• [Given problem]:
Copy the records between the lines holding "Exercise. Indicate the yellow wheel" and "x=34, y=167", inclusive, keeping the requests and their format samples as they are. Shift every coordinate in the answers by adding 15 to each number.

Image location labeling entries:
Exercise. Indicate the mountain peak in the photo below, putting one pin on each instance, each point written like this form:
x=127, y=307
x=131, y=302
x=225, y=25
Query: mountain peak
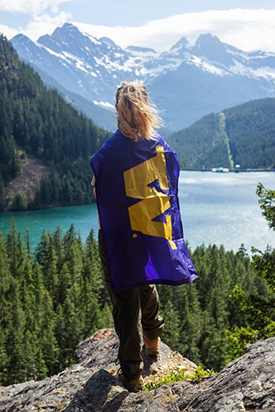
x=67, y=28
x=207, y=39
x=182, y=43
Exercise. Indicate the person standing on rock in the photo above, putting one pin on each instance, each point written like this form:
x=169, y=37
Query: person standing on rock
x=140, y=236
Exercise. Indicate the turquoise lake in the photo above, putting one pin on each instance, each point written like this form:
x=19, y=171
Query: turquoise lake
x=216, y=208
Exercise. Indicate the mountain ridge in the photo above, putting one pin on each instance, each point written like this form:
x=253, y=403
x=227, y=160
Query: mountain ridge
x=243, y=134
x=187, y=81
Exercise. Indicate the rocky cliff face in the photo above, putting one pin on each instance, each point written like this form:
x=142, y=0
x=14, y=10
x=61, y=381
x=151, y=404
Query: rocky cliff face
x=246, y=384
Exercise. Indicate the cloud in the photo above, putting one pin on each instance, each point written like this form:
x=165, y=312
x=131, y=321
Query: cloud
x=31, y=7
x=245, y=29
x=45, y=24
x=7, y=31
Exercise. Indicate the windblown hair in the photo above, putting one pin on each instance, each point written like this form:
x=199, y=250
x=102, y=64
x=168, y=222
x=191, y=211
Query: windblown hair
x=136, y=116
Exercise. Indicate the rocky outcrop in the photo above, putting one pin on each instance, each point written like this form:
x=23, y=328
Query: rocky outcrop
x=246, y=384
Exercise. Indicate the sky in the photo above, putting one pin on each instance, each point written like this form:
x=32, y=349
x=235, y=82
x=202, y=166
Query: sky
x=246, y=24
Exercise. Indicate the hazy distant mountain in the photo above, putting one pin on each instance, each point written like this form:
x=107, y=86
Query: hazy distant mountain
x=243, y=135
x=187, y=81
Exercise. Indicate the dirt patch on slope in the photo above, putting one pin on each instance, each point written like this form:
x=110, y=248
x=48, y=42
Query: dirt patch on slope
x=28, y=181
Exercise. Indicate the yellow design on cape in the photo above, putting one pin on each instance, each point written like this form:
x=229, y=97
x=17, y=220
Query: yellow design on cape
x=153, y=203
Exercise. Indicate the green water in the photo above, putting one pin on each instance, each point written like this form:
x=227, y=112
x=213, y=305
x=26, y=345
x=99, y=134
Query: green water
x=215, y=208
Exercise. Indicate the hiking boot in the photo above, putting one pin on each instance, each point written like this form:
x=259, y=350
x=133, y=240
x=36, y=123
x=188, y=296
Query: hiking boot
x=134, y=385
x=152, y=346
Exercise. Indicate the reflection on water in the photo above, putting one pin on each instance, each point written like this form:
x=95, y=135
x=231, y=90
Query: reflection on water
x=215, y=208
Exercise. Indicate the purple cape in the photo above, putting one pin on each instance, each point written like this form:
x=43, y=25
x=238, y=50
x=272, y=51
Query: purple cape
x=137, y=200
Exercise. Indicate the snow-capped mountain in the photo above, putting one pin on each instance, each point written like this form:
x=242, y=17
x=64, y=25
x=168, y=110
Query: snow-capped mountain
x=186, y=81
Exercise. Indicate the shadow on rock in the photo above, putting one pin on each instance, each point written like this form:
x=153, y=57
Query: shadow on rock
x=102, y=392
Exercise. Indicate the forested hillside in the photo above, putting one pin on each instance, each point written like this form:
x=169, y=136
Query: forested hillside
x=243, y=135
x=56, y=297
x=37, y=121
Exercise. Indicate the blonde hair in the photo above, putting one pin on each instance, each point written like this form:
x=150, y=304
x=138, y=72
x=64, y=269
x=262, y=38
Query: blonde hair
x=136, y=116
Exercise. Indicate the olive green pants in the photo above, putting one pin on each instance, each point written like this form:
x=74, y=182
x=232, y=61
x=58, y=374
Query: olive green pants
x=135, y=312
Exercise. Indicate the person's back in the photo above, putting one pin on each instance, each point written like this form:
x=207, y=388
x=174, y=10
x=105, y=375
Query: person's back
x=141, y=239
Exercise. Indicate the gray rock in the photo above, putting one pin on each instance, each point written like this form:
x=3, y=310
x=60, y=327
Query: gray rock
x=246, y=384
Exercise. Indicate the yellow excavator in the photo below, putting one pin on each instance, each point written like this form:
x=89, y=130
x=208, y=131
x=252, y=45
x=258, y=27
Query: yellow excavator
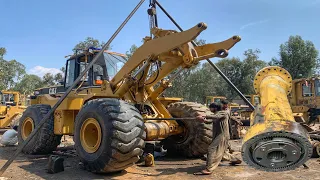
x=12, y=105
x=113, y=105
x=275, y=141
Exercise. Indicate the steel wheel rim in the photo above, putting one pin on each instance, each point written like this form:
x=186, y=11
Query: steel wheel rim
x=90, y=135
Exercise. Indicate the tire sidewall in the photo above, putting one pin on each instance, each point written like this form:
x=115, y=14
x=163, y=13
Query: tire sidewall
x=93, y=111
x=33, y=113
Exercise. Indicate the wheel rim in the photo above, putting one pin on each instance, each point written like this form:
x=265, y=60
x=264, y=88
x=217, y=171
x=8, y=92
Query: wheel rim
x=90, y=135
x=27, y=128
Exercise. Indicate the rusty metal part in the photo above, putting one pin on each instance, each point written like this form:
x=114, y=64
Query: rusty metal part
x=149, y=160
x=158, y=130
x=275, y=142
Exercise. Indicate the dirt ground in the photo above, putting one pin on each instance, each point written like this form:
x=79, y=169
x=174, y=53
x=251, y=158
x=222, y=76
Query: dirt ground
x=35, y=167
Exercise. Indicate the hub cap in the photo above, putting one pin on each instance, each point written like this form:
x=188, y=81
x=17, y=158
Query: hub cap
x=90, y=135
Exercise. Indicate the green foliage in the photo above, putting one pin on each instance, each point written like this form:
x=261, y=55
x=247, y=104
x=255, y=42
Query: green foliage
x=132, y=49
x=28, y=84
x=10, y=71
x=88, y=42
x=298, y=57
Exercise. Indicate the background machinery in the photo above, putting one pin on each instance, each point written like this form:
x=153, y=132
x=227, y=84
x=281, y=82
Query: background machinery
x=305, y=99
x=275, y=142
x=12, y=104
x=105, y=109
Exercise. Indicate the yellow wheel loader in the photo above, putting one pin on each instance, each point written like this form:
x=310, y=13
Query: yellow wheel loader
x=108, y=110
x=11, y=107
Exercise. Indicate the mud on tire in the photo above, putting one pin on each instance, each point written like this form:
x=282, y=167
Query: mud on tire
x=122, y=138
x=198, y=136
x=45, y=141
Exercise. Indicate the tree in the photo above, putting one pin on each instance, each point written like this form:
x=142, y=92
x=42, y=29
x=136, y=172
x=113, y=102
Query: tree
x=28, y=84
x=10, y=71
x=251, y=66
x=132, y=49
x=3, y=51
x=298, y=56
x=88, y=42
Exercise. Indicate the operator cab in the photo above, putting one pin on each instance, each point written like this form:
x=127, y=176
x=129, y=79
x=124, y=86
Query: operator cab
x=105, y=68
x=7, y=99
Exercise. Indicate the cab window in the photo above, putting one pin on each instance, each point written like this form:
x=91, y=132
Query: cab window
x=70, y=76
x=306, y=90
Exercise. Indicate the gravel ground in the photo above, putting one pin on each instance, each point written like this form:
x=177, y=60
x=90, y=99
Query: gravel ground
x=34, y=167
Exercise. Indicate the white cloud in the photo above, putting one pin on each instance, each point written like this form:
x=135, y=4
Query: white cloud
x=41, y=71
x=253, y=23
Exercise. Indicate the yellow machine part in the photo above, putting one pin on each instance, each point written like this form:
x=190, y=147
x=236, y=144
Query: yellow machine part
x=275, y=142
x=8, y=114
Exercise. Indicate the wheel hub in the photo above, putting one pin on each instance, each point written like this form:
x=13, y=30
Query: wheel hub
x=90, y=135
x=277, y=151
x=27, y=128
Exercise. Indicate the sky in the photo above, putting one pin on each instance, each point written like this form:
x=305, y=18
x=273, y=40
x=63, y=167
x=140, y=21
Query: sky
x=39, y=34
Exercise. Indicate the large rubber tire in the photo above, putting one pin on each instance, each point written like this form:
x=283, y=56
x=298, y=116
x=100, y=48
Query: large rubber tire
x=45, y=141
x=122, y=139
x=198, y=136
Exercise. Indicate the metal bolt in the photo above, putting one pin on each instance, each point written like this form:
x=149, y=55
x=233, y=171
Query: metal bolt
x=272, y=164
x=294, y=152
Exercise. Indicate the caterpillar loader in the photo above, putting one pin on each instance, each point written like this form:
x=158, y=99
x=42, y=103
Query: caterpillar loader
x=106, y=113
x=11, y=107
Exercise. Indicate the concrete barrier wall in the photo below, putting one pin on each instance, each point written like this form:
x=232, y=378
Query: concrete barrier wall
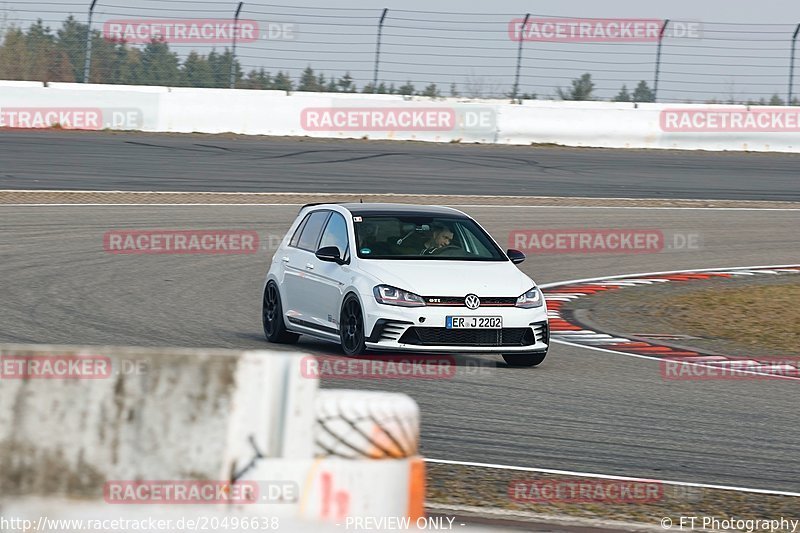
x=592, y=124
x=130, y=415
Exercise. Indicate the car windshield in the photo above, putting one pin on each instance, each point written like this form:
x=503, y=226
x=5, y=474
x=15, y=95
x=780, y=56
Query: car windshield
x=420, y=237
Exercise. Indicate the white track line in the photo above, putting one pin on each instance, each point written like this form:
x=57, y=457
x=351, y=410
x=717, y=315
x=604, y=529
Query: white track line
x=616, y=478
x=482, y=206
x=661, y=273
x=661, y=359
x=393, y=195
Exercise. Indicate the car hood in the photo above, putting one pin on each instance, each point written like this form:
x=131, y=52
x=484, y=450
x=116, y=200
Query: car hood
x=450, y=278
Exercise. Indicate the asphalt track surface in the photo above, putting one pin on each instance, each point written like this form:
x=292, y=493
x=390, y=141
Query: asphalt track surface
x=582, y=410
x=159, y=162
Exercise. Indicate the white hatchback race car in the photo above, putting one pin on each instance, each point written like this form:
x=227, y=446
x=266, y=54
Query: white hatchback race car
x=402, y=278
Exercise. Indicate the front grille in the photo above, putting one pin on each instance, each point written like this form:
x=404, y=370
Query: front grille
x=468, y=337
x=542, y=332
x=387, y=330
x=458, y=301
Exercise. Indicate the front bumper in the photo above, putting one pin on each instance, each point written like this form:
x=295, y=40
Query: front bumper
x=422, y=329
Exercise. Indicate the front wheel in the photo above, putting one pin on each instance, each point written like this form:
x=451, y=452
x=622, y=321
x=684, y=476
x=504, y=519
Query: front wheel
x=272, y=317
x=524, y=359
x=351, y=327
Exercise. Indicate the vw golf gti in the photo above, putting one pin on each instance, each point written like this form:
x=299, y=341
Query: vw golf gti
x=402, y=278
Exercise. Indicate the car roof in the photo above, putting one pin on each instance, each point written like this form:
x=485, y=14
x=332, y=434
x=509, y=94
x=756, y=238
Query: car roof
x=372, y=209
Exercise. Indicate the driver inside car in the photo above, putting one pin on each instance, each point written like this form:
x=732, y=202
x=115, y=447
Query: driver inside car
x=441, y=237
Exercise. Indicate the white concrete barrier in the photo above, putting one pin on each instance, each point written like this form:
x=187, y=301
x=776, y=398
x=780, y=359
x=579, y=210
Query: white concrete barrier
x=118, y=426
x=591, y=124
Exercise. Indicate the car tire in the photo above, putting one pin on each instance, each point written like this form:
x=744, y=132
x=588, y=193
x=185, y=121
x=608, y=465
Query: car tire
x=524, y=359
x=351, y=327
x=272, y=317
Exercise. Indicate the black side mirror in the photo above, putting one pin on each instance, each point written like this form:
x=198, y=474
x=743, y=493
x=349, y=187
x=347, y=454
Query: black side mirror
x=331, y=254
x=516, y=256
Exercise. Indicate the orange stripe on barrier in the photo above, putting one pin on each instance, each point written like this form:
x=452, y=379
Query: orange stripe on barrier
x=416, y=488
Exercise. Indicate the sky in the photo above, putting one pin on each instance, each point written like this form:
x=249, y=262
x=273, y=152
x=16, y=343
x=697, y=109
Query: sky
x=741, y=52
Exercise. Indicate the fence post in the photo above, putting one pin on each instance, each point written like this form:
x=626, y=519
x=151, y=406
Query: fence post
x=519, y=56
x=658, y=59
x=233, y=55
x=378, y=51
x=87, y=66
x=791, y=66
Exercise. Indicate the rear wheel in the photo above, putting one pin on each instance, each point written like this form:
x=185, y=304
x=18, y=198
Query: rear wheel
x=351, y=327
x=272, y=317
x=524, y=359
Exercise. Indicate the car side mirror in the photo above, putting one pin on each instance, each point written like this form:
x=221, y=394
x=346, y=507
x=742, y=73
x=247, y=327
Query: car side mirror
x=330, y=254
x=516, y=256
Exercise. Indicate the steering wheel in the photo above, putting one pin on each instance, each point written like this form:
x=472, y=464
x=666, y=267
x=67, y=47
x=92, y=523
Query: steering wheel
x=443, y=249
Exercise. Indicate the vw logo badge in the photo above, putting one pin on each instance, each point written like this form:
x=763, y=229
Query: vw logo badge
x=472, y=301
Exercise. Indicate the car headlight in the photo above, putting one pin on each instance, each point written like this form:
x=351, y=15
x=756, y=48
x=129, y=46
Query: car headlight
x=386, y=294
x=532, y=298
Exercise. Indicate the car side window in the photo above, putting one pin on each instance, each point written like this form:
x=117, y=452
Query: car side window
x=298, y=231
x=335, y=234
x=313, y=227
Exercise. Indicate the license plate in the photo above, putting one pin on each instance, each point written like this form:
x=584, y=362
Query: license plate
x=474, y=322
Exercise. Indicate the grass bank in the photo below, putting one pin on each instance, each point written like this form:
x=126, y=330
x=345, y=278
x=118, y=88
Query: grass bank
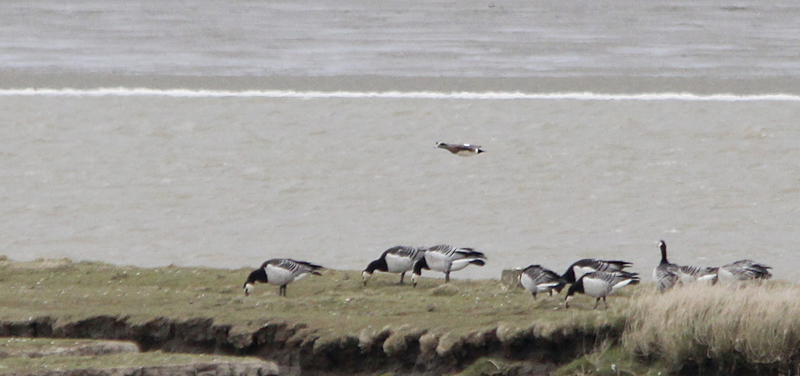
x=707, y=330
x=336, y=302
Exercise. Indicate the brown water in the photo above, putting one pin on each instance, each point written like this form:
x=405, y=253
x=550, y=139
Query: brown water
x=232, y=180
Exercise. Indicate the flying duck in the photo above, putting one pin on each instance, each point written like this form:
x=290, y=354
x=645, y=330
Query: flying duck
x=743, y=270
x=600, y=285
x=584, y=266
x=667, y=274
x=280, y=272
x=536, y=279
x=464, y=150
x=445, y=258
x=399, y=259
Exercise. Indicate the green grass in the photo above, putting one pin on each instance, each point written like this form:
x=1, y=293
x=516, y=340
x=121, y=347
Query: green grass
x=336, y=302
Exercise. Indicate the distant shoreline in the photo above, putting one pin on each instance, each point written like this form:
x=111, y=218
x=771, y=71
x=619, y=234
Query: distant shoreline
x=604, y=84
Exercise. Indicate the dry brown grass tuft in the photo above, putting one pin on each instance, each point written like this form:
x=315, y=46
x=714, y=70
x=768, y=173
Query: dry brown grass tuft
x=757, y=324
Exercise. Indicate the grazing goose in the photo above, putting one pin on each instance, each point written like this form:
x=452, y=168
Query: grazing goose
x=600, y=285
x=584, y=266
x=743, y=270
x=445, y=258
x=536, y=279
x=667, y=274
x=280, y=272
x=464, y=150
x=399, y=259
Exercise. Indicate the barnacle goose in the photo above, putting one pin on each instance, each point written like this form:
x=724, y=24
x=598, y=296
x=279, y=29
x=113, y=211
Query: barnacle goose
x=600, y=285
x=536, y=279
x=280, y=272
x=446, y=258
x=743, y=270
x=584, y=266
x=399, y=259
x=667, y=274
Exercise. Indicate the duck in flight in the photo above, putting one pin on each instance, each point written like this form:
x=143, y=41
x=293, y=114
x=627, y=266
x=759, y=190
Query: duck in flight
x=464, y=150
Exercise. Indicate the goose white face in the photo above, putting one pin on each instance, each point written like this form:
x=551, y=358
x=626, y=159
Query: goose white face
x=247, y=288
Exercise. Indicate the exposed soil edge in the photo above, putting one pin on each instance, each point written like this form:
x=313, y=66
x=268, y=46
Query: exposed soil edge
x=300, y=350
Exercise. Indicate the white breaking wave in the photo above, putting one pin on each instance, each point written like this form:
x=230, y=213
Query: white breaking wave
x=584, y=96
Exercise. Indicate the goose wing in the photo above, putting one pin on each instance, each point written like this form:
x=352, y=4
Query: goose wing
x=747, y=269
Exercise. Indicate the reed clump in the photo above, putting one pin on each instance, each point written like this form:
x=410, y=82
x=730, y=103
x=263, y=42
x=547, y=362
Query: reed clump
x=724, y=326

• [Task output]:
Exercise. Indicate the yellow wheel loader in the photo above, putting one pin on each instance, each point written like this form:
x=310, y=13
Query: yellow wheel loader
x=123, y=125
x=26, y=122
Exercise. Indicate the mud on tire in the photo above, putting one pin on each instance, each point written like this form:
x=282, y=167
Query: mud on tire
x=137, y=153
x=213, y=151
x=60, y=156
Exercise. Indicate the tree in the photo above, putting one pin on each instance, each point written like this form:
x=142, y=92
x=42, y=29
x=136, y=172
x=113, y=102
Query: tree
x=43, y=99
x=25, y=86
x=266, y=81
x=147, y=64
x=18, y=66
x=313, y=71
x=103, y=57
Exercise. Indicate the operator cab in the photo above, putting one pin on each instance, each point written like this form:
x=127, y=176
x=129, y=79
x=124, y=86
Query: operator cab
x=120, y=83
x=22, y=114
Exercise. Indicate the cab window in the photo above, putting one pin on each instance, each point written like this form:
x=91, y=132
Query: cab window
x=85, y=91
x=321, y=105
Exercise. Indicate the gravel ground in the photo above, putting one pin on each instance, each point written like this form:
x=177, y=60
x=90, y=99
Query: gravel ground
x=49, y=182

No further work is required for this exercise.